DIRECTIONS:
Continue the passage below about Queen Jane and Henry's court from the point where it stops.

QUOTED PASSAGE:
★ ★ ★
After serving as a lady-in-waiting to both Catherine of Aragon and Anne Boleyn, Henry's first two queens, Jane caught the king's eye. His desire to marry her made him eager to believe the false accusations of adultery against Anne. Henry married Jane on May 30, 1536 only eleven days after Anne's execution, and she quickly became pregnant.
As Queen, Jane was strict and formal. She was close only to her female relations, Anne Stanhope (her brother's wife) and her sister, Elizabeth Seymour. The glittering social life and extravagance of the Queen's Household, which had been masterminded by Anne Boleyn, was replaced by a strict, almost oppressive, atmosphere in Jane's time. Desperate to appear like a queen, Jane became obsessed with tiny details, such as how many pearls were sewn into each lady's skirt, and she banned the elegant French fashions introduced by Anne Boleyn. Politically, Jane was a conservative, but her only intervention into the realm of government in 1536 ended when the king brutally told her to remember the last queen, who had lost her head because she meddled in politics.
★ ★ ★
DATA EXTRACT:
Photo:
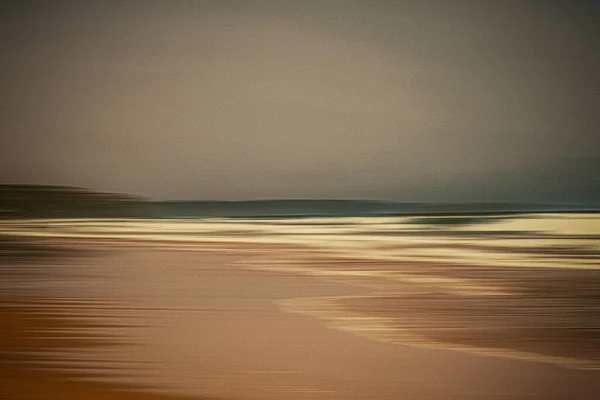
★ ★ ★
TASK ANSWER:
During her pregnancy, Jane developed a craving for quail, which the King ordered for her from Calais and Flanders. She grew incredibly fat and her dresses had to be unlaced as much as possible. Jane went into seclusion in September 1537, and gave birth to a male heir, the future King Edward VI of England on October 12, 1537. However, she contracted puerperal fever and died on October 24 1537 at Hampton Court Palace. She was buried at Windsor Castle. Upon her tombstone there was for a time the following inscription:
- Here lieth a Phoenix, by whose death
- Another Phoenix life gave breath:
- It is to be lamented much
- The world at once ne'er knew too such.
Jane's two ambitious brothers, Thomas and Edward, used her memory to improve their own fortunes. After Henry's death, Thomas married Henry's widow, Catherine Parr, and also had designs on the future Elizabeth I. In the reign of the young King Edward VI, Edward Seymour set himself up as protector and effective ruler of the Kingdom. Both brothers eventually fell from power, and were disgraced and executed.
In film
Jane was first portrayed in film in the 1920 German film Anne Boleyn by actress Aud Edege Nissen. Thirteen years later, Wendy Barrie played a delightfully dim version of Jane opposite Charles Laughton's Henry VIII in Alexander Korda's highly-acclaimed masterpiece The Private Life of Henry VIII.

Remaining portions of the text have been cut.